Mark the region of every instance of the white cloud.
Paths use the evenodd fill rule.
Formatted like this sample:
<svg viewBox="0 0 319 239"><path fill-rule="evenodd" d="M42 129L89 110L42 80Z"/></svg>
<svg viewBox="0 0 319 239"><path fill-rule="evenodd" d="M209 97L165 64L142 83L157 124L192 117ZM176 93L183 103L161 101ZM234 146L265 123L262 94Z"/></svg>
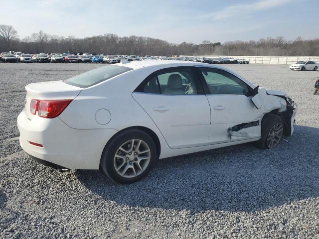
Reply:
<svg viewBox="0 0 319 239"><path fill-rule="evenodd" d="M292 0L263 0L252 4L239 4L226 6L222 10L213 12L206 17L215 20L243 15L283 5Z"/></svg>

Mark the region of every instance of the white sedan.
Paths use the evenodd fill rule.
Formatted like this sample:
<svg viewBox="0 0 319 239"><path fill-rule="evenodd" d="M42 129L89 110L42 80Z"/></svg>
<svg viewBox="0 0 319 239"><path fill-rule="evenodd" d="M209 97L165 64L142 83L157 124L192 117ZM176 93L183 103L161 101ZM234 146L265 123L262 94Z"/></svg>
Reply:
<svg viewBox="0 0 319 239"><path fill-rule="evenodd" d="M158 159L253 141L271 148L293 132L297 105L281 91L208 64L127 62L26 86L23 149L130 183Z"/></svg>
<svg viewBox="0 0 319 239"><path fill-rule="evenodd" d="M20 62L32 62L32 56L29 54L22 54L20 56Z"/></svg>
<svg viewBox="0 0 319 239"><path fill-rule="evenodd" d="M292 64L289 69L298 71L317 71L319 68L319 64L314 61L298 61L296 64Z"/></svg>
<svg viewBox="0 0 319 239"><path fill-rule="evenodd" d="M117 59L113 56L105 56L103 57L103 62L105 63L117 63Z"/></svg>

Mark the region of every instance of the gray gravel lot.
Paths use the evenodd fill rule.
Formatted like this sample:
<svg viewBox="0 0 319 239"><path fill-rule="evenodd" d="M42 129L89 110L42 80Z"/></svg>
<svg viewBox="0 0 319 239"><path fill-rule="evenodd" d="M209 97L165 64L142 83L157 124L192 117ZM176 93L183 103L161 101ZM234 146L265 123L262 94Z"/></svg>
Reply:
<svg viewBox="0 0 319 239"><path fill-rule="evenodd" d="M0 63L0 238L319 238L319 71L225 65L299 104L289 141L160 160L122 185L98 171L40 165L18 144L26 85L102 65Z"/></svg>

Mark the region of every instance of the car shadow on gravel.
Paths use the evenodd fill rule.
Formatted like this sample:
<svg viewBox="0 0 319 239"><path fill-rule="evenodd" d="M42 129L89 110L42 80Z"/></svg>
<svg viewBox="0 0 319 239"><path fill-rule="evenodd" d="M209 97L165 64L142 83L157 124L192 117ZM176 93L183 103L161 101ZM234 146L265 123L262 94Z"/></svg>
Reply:
<svg viewBox="0 0 319 239"><path fill-rule="evenodd" d="M159 160L131 185L98 171L75 173L89 190L119 204L253 212L319 197L319 128L296 125L289 142L275 148L245 144Z"/></svg>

Stated exercise | Print the whole listing above once more, word for word, without its pictures.

Reply to the task |
Mark the region of every instance of the white cloud.
Paths use the evenodd fill rule.
Formatted like this sample:
<svg viewBox="0 0 319 239"><path fill-rule="evenodd" d="M42 129L89 110L42 80Z"/></svg>
<svg viewBox="0 0 319 239"><path fill-rule="evenodd" d="M209 97L165 64L142 83L157 124L192 117ZM176 93L183 103L161 101ZM234 146L265 123L262 94Z"/></svg>
Reply:
<svg viewBox="0 0 319 239"><path fill-rule="evenodd" d="M292 0L263 0L252 4L239 4L226 6L222 10L213 12L206 17L215 20L243 15L283 5Z"/></svg>

Mark the region of every instance of the white sedan.
Paths use the evenodd fill rule.
Formatted like this sample:
<svg viewBox="0 0 319 239"><path fill-rule="evenodd" d="M42 129L89 110L42 80Z"/></svg>
<svg viewBox="0 0 319 239"><path fill-rule="evenodd" d="M209 97L165 64L142 83L157 124L192 117ZM176 93L183 103L161 101ZM234 146L265 123L262 94Z"/></svg>
Reply:
<svg viewBox="0 0 319 239"><path fill-rule="evenodd" d="M158 159L253 141L271 148L293 132L297 105L281 91L208 64L127 62L26 86L23 149L130 183Z"/></svg>
<svg viewBox="0 0 319 239"><path fill-rule="evenodd" d="M20 62L32 62L32 56L29 54L22 54L20 56Z"/></svg>
<svg viewBox="0 0 319 239"><path fill-rule="evenodd" d="M292 64L289 69L298 71L317 71L319 68L319 64L314 61L298 61L296 64Z"/></svg>
<svg viewBox="0 0 319 239"><path fill-rule="evenodd" d="M117 59L113 56L105 56L103 57L103 62L105 63L117 63Z"/></svg>

Mark the region of every instance of the gray gravel lot.
Paths use the evenodd fill rule.
Formatted like this sample:
<svg viewBox="0 0 319 239"><path fill-rule="evenodd" d="M42 129L89 110L42 80Z"/></svg>
<svg viewBox="0 0 319 239"><path fill-rule="evenodd" d="M209 97L165 64L142 83L157 124L192 117ZM176 93L183 103L161 101ZM234 146L265 123L262 94Z"/></svg>
Reply:
<svg viewBox="0 0 319 239"><path fill-rule="evenodd" d="M0 63L0 238L319 238L319 71L225 65L299 104L289 141L160 160L122 185L98 171L40 165L18 144L26 85L102 65Z"/></svg>

Mark the region of every instance of the car shadow on gravel.
Paths use the evenodd fill rule.
Formatted like this sample:
<svg viewBox="0 0 319 239"><path fill-rule="evenodd" d="M42 129L89 110L42 80Z"/></svg>
<svg viewBox="0 0 319 239"><path fill-rule="evenodd" d="M209 97L165 64L142 83L157 124L192 117ZM176 93L183 103L161 101ZM234 146L265 123L262 94Z"/></svg>
Reply:
<svg viewBox="0 0 319 239"><path fill-rule="evenodd" d="M159 160L131 185L98 171L75 173L89 190L119 204L253 212L319 197L319 128L296 125L289 142L275 148L245 144Z"/></svg>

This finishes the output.